> What this task involves
Omit every picture while you reproduce the entries that follow word for word.

Saved entries

——————————

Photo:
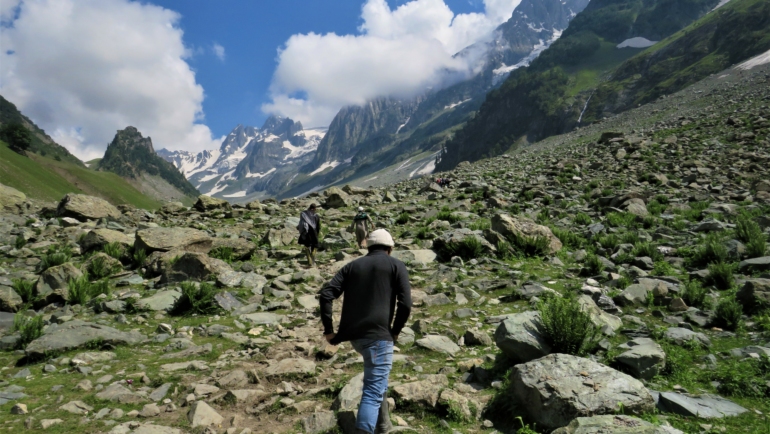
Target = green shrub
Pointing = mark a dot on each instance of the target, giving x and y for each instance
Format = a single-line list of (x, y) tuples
[(29, 328), (530, 246), (711, 251), (224, 253), (468, 248), (593, 264), (54, 257), (609, 242), (25, 289), (727, 314), (647, 249), (196, 300), (114, 249), (565, 327), (582, 219), (568, 238), (721, 275), (694, 294)]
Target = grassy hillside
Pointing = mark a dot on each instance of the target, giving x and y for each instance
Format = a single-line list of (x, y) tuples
[(41, 144), (47, 179)]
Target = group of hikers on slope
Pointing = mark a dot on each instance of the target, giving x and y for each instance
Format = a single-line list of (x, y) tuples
[(375, 309)]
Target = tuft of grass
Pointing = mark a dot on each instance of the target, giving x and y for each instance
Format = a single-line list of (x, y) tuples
[(582, 219), (114, 250), (566, 328), (727, 314), (721, 275), (196, 299), (25, 289), (30, 328)]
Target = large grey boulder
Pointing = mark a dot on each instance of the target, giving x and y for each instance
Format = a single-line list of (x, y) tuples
[(424, 392), (83, 207), (53, 284), (510, 226), (644, 358), (161, 300), (704, 406), (193, 266), (208, 203), (11, 200), (168, 239), (440, 344), (76, 334), (616, 424), (558, 388), (9, 299), (519, 337), (754, 295), (96, 239)]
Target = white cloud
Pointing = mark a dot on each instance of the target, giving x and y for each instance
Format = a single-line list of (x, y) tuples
[(219, 51), (83, 69), (397, 53)]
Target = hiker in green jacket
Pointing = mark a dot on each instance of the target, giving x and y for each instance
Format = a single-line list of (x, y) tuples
[(361, 225)]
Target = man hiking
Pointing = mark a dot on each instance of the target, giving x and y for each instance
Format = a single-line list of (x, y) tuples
[(361, 225), (309, 227), (376, 289)]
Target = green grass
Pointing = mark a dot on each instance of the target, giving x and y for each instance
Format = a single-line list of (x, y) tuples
[(47, 179)]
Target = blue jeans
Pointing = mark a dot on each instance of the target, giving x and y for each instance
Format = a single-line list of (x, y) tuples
[(378, 359)]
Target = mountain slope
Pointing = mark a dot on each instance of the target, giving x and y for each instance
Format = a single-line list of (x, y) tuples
[(42, 144), (548, 97), (132, 156)]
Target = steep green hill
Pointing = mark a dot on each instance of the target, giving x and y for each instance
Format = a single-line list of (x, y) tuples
[(47, 179), (41, 144), (130, 155), (549, 96)]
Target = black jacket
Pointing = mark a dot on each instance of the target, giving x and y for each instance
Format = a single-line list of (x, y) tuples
[(373, 286)]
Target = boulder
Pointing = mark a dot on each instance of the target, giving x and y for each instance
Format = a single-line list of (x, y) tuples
[(643, 359), (168, 239), (82, 207), (424, 392), (704, 406), (616, 424), (558, 388), (96, 239), (11, 200), (208, 203), (754, 295), (520, 339), (201, 414), (193, 266), (510, 226), (441, 344), (52, 286), (336, 198), (9, 299), (76, 334)]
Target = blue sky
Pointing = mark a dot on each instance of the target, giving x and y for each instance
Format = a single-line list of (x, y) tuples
[(186, 72), (251, 33)]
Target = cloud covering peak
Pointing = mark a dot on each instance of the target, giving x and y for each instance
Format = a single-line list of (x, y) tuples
[(83, 69), (398, 52)]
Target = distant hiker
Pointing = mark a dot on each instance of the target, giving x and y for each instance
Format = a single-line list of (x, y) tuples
[(309, 227), (376, 287), (361, 225)]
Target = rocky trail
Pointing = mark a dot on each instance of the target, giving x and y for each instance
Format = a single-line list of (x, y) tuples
[(615, 279)]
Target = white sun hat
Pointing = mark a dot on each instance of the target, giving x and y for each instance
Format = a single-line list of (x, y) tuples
[(380, 237)]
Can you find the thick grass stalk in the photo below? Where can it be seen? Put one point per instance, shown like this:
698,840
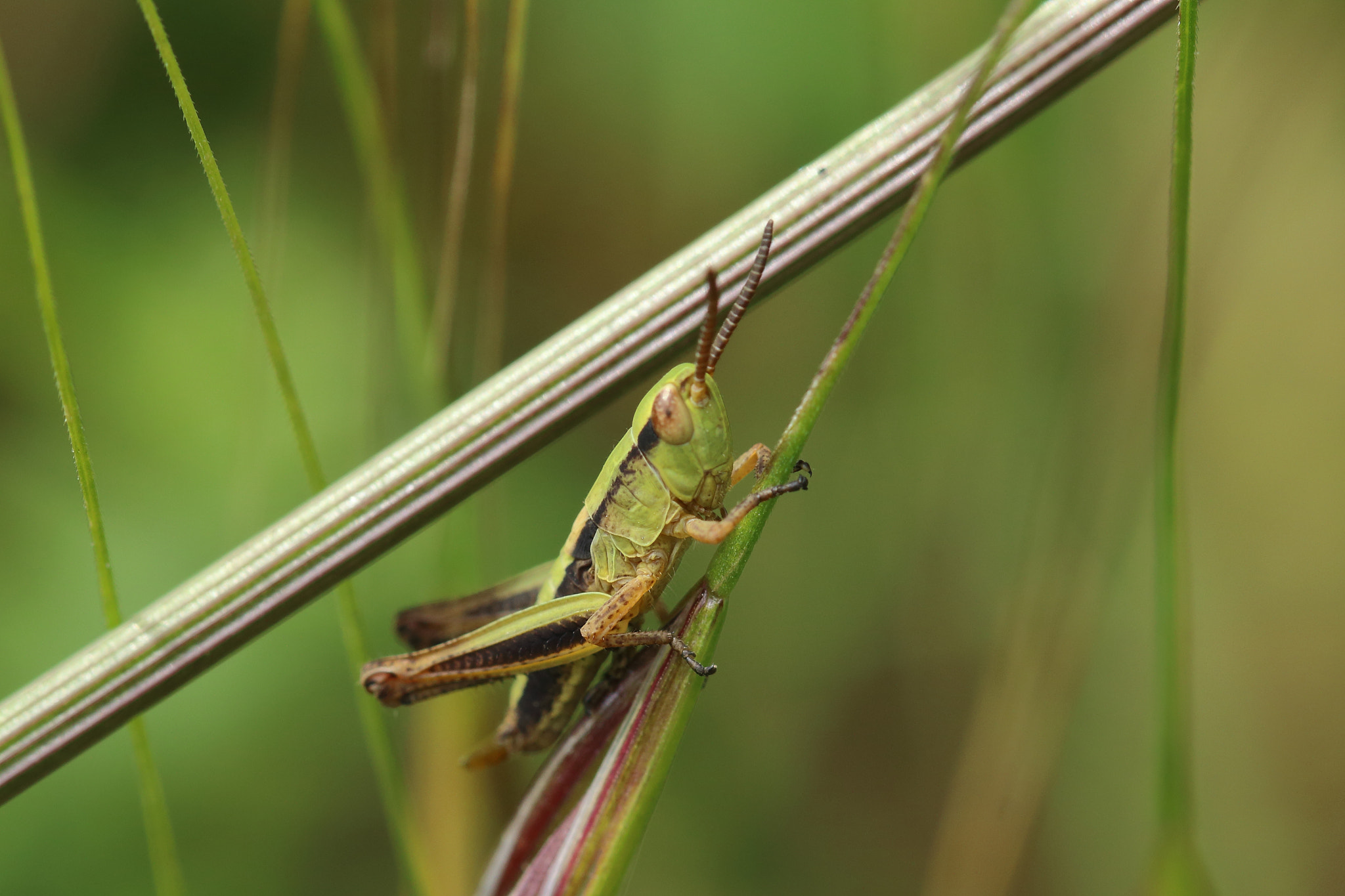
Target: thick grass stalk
817,210
490,335
377,736
1179,868
455,203
611,819
163,852
373,150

——————————

> Task response
Photo:
Target = green shrub
Pointing = mark a dot on each instance of the target, giving x and y for each instance
Format = a single-line list of (x, y) tuples
[(29, 328), (530, 246), (711, 251), (224, 253), (468, 248), (593, 264), (54, 257), (609, 242), (25, 289), (727, 314), (647, 249), (196, 300), (114, 249), (565, 327), (582, 219), (568, 238), (721, 275), (694, 294)]
Target = grassy hillside
Pointing = mark a dot on each instance of the target, giving x and y for each instance
Format = a single-line list of (x, y) tuples
[(41, 144), (47, 179)]
Target = group of hikers on slope
Pointing = mark a dot on each instance of the target, giving x and y for each instance
Format = a single-line list of (x, y) tuples
[(375, 309)]
Target = tuft of grass
Pointing = mark a dot on each instance of the target, giving x and y for each instance
Format = a single-line list of (x, y) tuples
[(582, 219), (114, 250), (566, 328), (727, 314), (721, 275), (196, 299), (25, 289), (30, 328)]
Target = large grey boulder
Pointing = mark a dot on each instance of the target, giving x and y for each instance
Format = a single-line list of (x, y) tuples
[(424, 392), (83, 207), (53, 284), (510, 226), (644, 358), (161, 300), (704, 406), (193, 266), (208, 203), (11, 200), (168, 239), (440, 344), (76, 334), (616, 424), (558, 388), (9, 299), (519, 337), (754, 295), (96, 239)]
Target = white cloud
Pointing = mark a dot on each instance of the target, giving x and y for each instance
Format = a single-line list of (x, y) tuples
[(219, 51), (83, 69), (397, 53)]
Target = hiker in green jacket
Pointing = mark a dot on each instance of the target, giving x and y for each instance
Format = a single-line list of (x, y) tuples
[(361, 225)]
Target = man hiking
Pointing = mark a dot on each instance of the target, giving x and y for each instance
Format = a single-line list of (x, y) tuples
[(361, 225), (309, 227), (376, 289)]
Target = green grass
Pointing = mark a dot on each instance of the target, giving x and y for each instance
Format = a single-line list of (x, y) tuples
[(47, 179)]
Target = blue jeans
Pointing = mark a dot on each instance of the target, giving x and y for each instance
Format = a single-line list of (x, y) tuples
[(378, 359)]
Target = mountain slope
Pointing = mark a dot on each instance of the target, giving x and y for each instance
Format = a single-line list of (x, y) tuples
[(42, 144), (548, 97), (132, 156)]
Target = steep green hill
Pointing = mark a dot on each instance of the target, giving x and y for each instance
Format = a single-line list of (x, y) tuples
[(47, 179), (41, 144), (130, 155), (549, 96)]
Target = black jacket
Pointing = mark a dot on each instance of the target, giving x and y for each instance
Format = a single-line list of (x, y) tuples
[(373, 286)]
Target = boulder
Pointing = mark a dot on each instance of the target, giving x and y for each instance
Format = a single-line list of (x, y) tuples
[(643, 359), (168, 239), (82, 207), (424, 392), (704, 406), (616, 424), (558, 388), (96, 239), (11, 200), (208, 203), (754, 295), (520, 339), (201, 414), (193, 266), (510, 226), (441, 344), (52, 286), (336, 198), (9, 299), (76, 334)]
Target = blue sky
Pointing = mark a dot on each instance of the target, giving x and y for each instance
Format = a single-line list of (x, y) tuples
[(186, 72), (251, 33)]
Target = cloud covering peak
Pointing = mark a dot on each instance of the target, giving x and y for each instance
Format = a single-line list of (x, y) tuples
[(83, 69), (398, 52)]
Target = distant hiker
Pointing = mark a dot on each instance of the target, giving x and y for each instance
Format = a single-line list of (x, y) tuples
[(309, 227), (376, 287), (361, 225)]
Target = rocky trail
Pointing = mark a dot on each instance of the target, giving x and y for each instance
Format = a single-line list of (x, y) tuples
[(615, 279)]
Target = white sun hat
Pointing = mark a dot on each instance of the target, giving x and y for each instance
Format = a single-line list of (x, y) tuples
[(380, 237)]
Can you find the thick grass stalk in the photo below? Where can it be seen? Put one point per instance, shown like this:
698,840
Target: thick grass stalk
817,210
490,335
377,736
1179,868
455,203
611,819
163,852
373,150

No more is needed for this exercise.